■ Work to complete: Scan the records below. List lines holding "grass".

Records from a collection:

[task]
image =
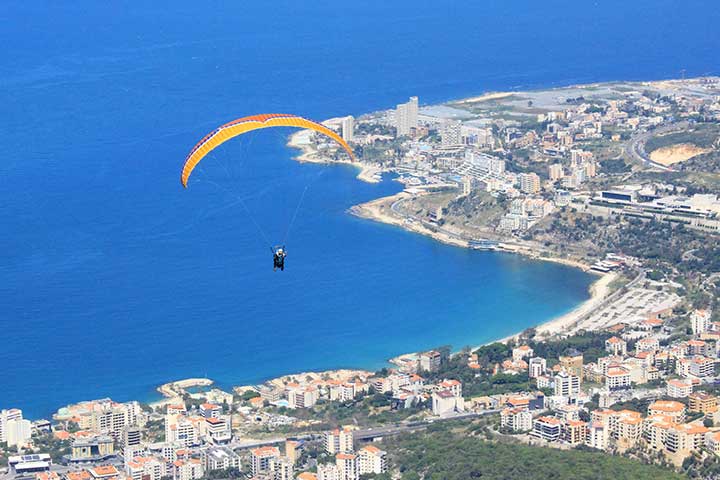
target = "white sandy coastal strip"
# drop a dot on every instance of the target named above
(301, 140)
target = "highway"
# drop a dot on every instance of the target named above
(635, 147)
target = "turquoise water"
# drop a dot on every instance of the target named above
(114, 279)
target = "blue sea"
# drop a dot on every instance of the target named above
(114, 279)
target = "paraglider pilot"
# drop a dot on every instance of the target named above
(279, 254)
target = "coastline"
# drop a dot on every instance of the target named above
(381, 210)
(300, 140)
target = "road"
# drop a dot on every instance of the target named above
(635, 147)
(405, 427)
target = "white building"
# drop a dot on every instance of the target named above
(444, 402)
(567, 384)
(536, 367)
(450, 134)
(348, 128)
(679, 388)
(190, 469)
(18, 432)
(529, 183)
(700, 321)
(219, 458)
(347, 465)
(262, 459)
(339, 440)
(616, 346)
(516, 419)
(598, 436)
(5, 416)
(406, 117)
(372, 460)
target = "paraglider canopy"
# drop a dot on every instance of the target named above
(246, 124)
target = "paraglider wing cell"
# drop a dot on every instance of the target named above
(246, 124)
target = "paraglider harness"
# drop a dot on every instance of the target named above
(279, 258)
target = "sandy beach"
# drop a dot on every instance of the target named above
(486, 97)
(301, 140)
(673, 154)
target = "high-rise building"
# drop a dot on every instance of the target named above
(132, 437)
(567, 384)
(450, 134)
(406, 117)
(555, 171)
(6, 416)
(17, 432)
(283, 468)
(347, 464)
(700, 321)
(529, 183)
(292, 450)
(536, 367)
(348, 128)
(339, 440)
(262, 459)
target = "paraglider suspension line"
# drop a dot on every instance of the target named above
(297, 209)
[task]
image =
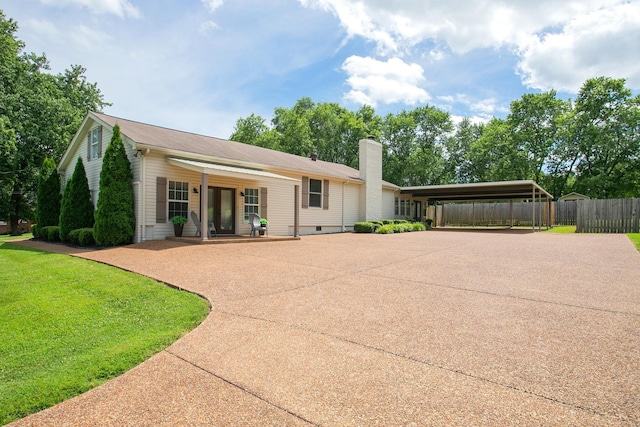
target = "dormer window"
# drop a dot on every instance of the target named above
(94, 143)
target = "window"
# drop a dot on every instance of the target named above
(315, 193)
(178, 199)
(251, 202)
(94, 138)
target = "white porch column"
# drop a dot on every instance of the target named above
(204, 202)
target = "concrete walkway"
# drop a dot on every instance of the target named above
(435, 328)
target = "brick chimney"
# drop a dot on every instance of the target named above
(371, 174)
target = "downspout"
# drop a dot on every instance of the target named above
(142, 193)
(343, 186)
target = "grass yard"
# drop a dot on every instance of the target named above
(8, 238)
(69, 325)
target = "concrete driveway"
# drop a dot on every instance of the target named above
(433, 328)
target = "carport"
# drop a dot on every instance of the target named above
(488, 191)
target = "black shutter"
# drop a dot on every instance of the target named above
(325, 194)
(161, 199)
(305, 192)
(263, 202)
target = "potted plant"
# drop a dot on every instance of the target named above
(178, 222)
(263, 226)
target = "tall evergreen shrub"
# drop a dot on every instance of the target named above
(48, 197)
(115, 217)
(77, 209)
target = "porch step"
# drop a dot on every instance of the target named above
(196, 240)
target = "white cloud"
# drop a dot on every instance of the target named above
(560, 43)
(208, 27)
(121, 8)
(374, 81)
(604, 42)
(482, 109)
(212, 5)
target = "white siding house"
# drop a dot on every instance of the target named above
(179, 172)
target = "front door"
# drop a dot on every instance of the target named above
(418, 213)
(221, 209)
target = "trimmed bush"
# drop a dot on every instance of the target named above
(82, 237)
(77, 208)
(386, 229)
(388, 226)
(50, 233)
(115, 215)
(363, 227)
(48, 196)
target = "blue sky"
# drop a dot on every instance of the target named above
(199, 65)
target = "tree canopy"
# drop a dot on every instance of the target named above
(39, 114)
(590, 145)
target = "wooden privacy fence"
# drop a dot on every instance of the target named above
(608, 216)
(566, 212)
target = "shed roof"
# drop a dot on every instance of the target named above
(500, 190)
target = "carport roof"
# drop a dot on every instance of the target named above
(500, 190)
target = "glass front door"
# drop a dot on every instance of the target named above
(221, 209)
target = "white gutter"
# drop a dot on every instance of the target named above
(343, 184)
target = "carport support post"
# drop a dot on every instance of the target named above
(204, 202)
(296, 214)
(511, 213)
(540, 210)
(473, 214)
(533, 208)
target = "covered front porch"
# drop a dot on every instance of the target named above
(225, 205)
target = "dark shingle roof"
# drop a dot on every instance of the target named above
(170, 139)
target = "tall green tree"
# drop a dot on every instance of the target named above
(49, 197)
(534, 120)
(41, 112)
(458, 165)
(115, 215)
(76, 210)
(608, 133)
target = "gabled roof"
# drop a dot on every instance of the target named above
(224, 151)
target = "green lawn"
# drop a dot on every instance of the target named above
(8, 238)
(70, 324)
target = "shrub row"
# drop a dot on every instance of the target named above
(50, 233)
(82, 237)
(401, 228)
(387, 226)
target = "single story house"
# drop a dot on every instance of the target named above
(177, 172)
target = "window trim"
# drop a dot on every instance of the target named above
(184, 191)
(319, 194)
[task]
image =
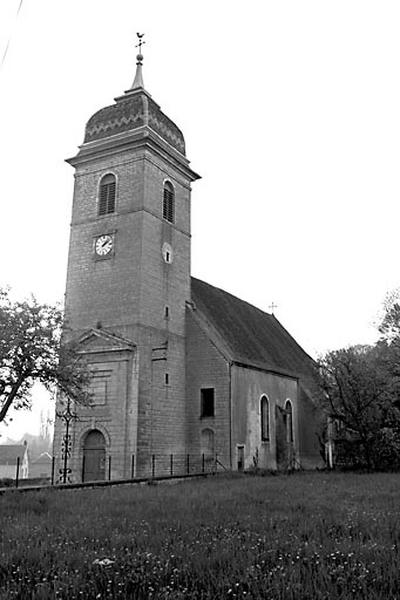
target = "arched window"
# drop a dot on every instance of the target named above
(107, 195)
(169, 202)
(264, 419)
(289, 421)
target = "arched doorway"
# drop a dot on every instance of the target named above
(207, 443)
(94, 456)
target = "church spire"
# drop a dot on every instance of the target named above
(138, 81)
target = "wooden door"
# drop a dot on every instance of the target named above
(94, 456)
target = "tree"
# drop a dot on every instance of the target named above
(360, 391)
(31, 351)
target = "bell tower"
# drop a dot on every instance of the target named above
(128, 280)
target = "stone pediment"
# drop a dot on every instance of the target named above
(99, 340)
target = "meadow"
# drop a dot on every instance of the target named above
(301, 536)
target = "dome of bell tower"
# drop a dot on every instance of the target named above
(134, 110)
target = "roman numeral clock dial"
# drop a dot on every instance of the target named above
(104, 245)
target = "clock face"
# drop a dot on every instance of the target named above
(104, 245)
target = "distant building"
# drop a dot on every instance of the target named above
(179, 366)
(41, 466)
(9, 454)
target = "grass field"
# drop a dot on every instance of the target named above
(303, 536)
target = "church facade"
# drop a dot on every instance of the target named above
(178, 366)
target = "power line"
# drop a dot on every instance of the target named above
(9, 39)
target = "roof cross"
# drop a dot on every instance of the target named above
(272, 306)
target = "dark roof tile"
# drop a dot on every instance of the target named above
(254, 337)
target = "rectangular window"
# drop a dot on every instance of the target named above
(101, 387)
(207, 408)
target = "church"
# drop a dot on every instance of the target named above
(179, 368)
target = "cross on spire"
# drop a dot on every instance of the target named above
(141, 42)
(138, 81)
(272, 306)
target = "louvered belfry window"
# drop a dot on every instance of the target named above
(107, 195)
(169, 203)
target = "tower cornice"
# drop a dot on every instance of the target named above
(142, 137)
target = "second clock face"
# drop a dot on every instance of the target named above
(104, 245)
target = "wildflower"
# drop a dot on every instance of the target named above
(104, 562)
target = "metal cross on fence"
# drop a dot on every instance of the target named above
(68, 416)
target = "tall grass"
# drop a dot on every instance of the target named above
(294, 537)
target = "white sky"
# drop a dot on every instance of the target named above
(290, 111)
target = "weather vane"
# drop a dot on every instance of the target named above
(141, 42)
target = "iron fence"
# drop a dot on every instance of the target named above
(142, 466)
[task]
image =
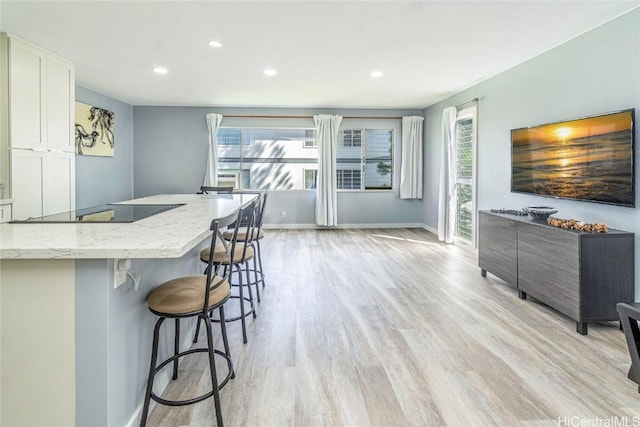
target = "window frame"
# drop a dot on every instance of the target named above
(363, 159)
(464, 114)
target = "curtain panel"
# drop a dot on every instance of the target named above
(327, 126)
(411, 159)
(446, 193)
(211, 174)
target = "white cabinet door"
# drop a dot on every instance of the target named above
(26, 77)
(27, 173)
(60, 104)
(59, 194)
(5, 213)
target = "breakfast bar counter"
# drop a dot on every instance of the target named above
(76, 333)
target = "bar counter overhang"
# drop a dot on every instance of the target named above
(74, 347)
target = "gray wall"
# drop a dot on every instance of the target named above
(595, 73)
(171, 148)
(106, 179)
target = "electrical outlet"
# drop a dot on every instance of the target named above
(120, 269)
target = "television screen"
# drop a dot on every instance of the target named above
(588, 159)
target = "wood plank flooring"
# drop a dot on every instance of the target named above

■ Result:
target = "grass yard"
target = "grass field"
target = "tall grass"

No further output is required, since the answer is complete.